> _Goal of the exercise_
Bring together all lines from the listing below that contain the string "road".

>>

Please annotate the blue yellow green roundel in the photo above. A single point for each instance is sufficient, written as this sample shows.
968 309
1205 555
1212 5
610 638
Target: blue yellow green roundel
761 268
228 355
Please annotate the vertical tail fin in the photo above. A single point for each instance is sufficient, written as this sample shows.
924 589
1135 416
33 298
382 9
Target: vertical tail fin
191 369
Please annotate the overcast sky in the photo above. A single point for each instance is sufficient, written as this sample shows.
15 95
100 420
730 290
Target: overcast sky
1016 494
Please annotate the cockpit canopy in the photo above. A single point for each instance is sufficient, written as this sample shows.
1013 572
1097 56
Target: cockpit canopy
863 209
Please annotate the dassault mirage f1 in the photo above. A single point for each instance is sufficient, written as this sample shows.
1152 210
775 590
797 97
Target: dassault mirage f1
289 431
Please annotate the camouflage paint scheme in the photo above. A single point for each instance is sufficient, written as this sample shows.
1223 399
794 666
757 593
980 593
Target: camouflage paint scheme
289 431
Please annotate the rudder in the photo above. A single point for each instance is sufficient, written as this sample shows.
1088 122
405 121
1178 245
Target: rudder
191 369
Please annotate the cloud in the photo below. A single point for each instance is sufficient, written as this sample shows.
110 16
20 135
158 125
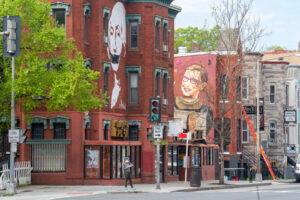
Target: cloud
194 6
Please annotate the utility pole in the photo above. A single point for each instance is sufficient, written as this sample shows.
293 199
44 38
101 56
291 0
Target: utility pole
157 164
11 48
258 176
155 117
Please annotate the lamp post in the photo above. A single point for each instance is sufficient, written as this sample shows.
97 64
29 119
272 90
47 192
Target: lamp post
258 176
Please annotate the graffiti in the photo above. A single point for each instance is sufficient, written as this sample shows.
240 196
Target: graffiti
194 77
116 42
93 159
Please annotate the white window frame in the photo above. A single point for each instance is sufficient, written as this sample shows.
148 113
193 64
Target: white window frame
244 130
273 94
137 34
245 88
272 129
130 88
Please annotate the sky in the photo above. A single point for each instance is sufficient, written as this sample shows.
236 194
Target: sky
279 18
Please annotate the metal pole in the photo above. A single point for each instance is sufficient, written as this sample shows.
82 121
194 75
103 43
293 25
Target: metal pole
258 176
157 163
186 159
11 186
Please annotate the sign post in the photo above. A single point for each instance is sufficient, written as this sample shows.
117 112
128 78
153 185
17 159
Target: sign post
186 158
11 48
158 133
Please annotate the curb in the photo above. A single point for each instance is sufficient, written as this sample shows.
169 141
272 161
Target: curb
221 187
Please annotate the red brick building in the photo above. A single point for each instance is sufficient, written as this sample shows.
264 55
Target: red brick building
229 76
131 43
219 97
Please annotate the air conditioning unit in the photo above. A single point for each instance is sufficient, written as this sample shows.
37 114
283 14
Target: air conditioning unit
165 101
165 47
105 39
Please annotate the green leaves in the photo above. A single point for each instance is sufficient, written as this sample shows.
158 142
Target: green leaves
68 85
193 35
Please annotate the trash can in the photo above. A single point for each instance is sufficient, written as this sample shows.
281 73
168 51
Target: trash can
195 180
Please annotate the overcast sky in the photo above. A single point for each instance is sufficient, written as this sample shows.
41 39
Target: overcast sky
280 18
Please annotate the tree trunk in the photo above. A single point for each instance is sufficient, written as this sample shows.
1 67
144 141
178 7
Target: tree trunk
221 178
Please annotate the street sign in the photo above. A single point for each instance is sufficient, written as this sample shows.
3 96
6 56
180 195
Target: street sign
162 142
185 135
13 136
182 135
290 116
158 132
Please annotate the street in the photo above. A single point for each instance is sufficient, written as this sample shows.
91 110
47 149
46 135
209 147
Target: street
290 191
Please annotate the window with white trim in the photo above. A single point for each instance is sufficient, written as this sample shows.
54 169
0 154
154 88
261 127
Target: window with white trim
105 80
105 19
238 88
157 25
157 85
245 131
298 99
272 132
272 93
165 83
59 16
287 95
134 34
133 87
244 88
37 131
224 87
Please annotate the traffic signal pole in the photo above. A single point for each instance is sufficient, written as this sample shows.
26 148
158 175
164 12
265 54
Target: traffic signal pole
11 186
157 164
11 48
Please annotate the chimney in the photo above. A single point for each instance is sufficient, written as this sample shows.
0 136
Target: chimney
195 47
182 50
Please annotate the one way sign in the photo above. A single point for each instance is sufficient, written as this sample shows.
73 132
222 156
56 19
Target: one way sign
158 132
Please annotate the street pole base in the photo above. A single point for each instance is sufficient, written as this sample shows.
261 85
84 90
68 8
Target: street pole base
11 188
258 177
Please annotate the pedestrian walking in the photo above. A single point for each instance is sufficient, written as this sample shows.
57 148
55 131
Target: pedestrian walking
127 165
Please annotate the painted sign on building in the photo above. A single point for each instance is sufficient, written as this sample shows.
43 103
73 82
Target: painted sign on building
194 81
119 128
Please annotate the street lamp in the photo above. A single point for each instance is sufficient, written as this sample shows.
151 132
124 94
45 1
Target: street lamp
258 176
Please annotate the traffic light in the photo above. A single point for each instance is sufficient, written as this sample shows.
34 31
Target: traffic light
11 40
22 133
150 134
155 110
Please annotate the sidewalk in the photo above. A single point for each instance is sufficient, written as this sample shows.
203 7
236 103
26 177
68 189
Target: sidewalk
47 192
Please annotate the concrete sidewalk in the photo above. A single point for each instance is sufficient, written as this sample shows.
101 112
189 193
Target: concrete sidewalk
47 192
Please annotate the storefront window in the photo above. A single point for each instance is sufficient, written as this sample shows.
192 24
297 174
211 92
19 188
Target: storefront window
106 162
196 156
48 157
110 159
172 160
92 160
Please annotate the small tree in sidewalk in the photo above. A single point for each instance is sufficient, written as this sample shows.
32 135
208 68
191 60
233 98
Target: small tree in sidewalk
240 32
50 72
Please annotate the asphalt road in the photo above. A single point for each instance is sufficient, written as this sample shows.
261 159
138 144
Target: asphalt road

<<

> _Written answer_
Please annotate the asphalt road in the photo above. A single point for each instance is sufficient, written as this sample shows.
Target: asphalt road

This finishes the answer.